Nesse sentido, importa
registrar que a natureza do conflito vincula-se a disputa pela posse e soberania de um
território que tem como um dos marcos principais a fundação do Estado de Israel
em 1948. Diga-se de passagem, uma data explicativa que crava um antes e um
depois sobre a história do conflito. Criação inspirada pelo movimento sionista,
apoiado pelo governo Britânico e recomendada pela ONU. Desta maneira
combinou-se o desejo dos Judeus sionistas em criarem um Estado apenas para
Judeus com o desejo colonial Britânico de manter forte em uma região
geopoliticamente importante do oriente médio,
A região se encontrava na rota marítima das
possessões imperiais britânicas mais importantes: Índia, Sudeste Asiático e
África Oriental. E era muito próxima das recém-descobertas jazidas petrolíferas
persas, de enorme importância econômica. Também era adjacente ao Egito, onde se
localizava o Canal de Suez e onde os britânicos ncontravam dificuldades para
controlar os movimentos nacionais. (ZARIF & KUREDA,2012:11)
Daí que
em 2 de novembro de 1917, o ministro das Relações Exteriores britânico, Lord
Balfour, divulgou uma declaração à Federação Sionista. Declarava que:“O governo
da Sua Majestade via favoravelmente o estabelecimento na Palestina de um lar
para o povo judeu e realizará seus melhores esforços para facilitar a conquista
desse objetivo. A Declaração Balfour, portanto, foi um momento decisivo nessa
trajetória, pois apesar de não estabelecer um Estado judeu, deu sinal verde à
colonização sionista da Palestina. Afinal, deu esperanças de que o “lar
nacional” na Palestina poderia se tornar, no futuro, o Estado judaico almejado.
Foi o início da aquisição de terras em massas por parte dos Judeus e expulsão
de milhares de camponeses palestinos de suas terras. (ZARIF & KUREDA,2012:11).
A declaração de Balfor, portanto, tem um papel importante no entendimento da
questão, pois ao tentar encontrar uma solução para “questão dos Judeus”

_Exercícios propostos_:
a - Responda com base no artigo sobre o conflito:
(i) Em que ano foi fundado o Estado de Israel?
(ii) Quem divulgou a declaração à Federação Sionista em 2 de novembro de 1917, e que cargo ocupava?
(iii) Que canal se localizava no Egito?
b - Reproduza sem alterações o trecho do artigo que vai de "Foi o início" até "(ZARIF & KUREDA,2012:11).", incluindo ambos.
As linhas que vêm depois não entram em nada nesta atividade.

_Dados registrados_:

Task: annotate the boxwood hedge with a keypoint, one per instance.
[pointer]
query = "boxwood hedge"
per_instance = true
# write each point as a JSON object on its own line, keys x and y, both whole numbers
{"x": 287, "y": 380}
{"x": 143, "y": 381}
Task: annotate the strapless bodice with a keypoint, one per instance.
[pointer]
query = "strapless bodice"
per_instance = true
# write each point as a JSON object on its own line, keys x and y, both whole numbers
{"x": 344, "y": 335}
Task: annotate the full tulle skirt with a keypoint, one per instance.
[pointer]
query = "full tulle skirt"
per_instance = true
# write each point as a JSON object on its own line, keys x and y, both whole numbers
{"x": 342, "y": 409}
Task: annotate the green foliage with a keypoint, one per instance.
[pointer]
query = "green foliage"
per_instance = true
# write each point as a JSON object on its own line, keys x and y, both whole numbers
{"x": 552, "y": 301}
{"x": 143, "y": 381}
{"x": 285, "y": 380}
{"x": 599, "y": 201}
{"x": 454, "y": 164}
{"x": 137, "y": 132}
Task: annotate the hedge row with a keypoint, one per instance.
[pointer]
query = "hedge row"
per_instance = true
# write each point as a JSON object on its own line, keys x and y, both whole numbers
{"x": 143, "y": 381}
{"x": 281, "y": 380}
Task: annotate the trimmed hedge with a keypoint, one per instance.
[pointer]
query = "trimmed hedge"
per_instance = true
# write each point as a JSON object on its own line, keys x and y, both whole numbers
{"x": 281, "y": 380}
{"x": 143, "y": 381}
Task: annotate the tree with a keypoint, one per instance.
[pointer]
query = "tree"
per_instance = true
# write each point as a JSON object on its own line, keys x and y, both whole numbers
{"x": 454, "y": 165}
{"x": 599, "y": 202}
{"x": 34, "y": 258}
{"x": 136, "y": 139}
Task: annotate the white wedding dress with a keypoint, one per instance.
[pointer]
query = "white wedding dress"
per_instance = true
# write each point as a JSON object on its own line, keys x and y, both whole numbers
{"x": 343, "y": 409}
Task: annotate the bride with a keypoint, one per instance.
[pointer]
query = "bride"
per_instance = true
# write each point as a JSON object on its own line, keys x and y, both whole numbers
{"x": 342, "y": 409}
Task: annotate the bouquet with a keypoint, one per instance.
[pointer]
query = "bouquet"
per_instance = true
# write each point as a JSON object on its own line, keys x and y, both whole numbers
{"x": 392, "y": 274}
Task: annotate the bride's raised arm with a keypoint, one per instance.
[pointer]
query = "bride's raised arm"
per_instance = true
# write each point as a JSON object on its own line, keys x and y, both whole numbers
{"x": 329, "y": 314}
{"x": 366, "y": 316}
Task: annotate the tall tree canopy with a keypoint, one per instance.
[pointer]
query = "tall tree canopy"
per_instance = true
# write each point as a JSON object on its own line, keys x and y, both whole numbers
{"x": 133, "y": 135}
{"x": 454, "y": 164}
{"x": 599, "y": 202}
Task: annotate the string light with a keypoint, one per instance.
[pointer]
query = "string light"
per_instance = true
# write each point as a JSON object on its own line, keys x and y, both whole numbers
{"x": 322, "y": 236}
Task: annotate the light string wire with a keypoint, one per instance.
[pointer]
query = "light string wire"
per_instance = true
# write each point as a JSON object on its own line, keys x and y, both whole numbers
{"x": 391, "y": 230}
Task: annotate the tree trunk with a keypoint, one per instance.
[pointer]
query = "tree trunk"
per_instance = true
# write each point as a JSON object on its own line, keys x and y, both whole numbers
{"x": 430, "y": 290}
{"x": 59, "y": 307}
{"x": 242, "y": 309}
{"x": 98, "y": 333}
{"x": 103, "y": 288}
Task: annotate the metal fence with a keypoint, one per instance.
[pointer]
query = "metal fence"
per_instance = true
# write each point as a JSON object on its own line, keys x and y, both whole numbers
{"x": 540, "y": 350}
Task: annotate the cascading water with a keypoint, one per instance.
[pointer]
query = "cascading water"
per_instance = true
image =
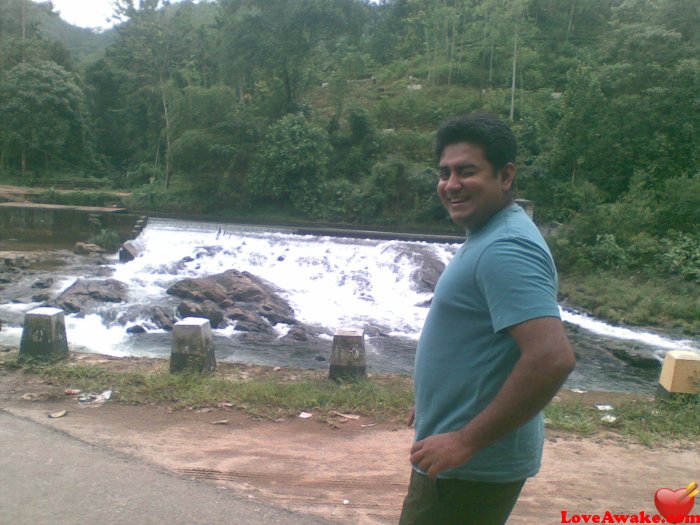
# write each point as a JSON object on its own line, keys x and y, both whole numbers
{"x": 330, "y": 282}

_Respostas_:
a -
(i) Em 1948.
(ii) Lord Balfour, ministro das Relações Exteriores britânico.
(iii) O Canal de Suez.

b -
Foi o início da aquisição de terras em massas por parte dos Judeus e expulsão
de milhares de camponeses palestinos de suas terras. (ZARIF & KUREDA,2012:11).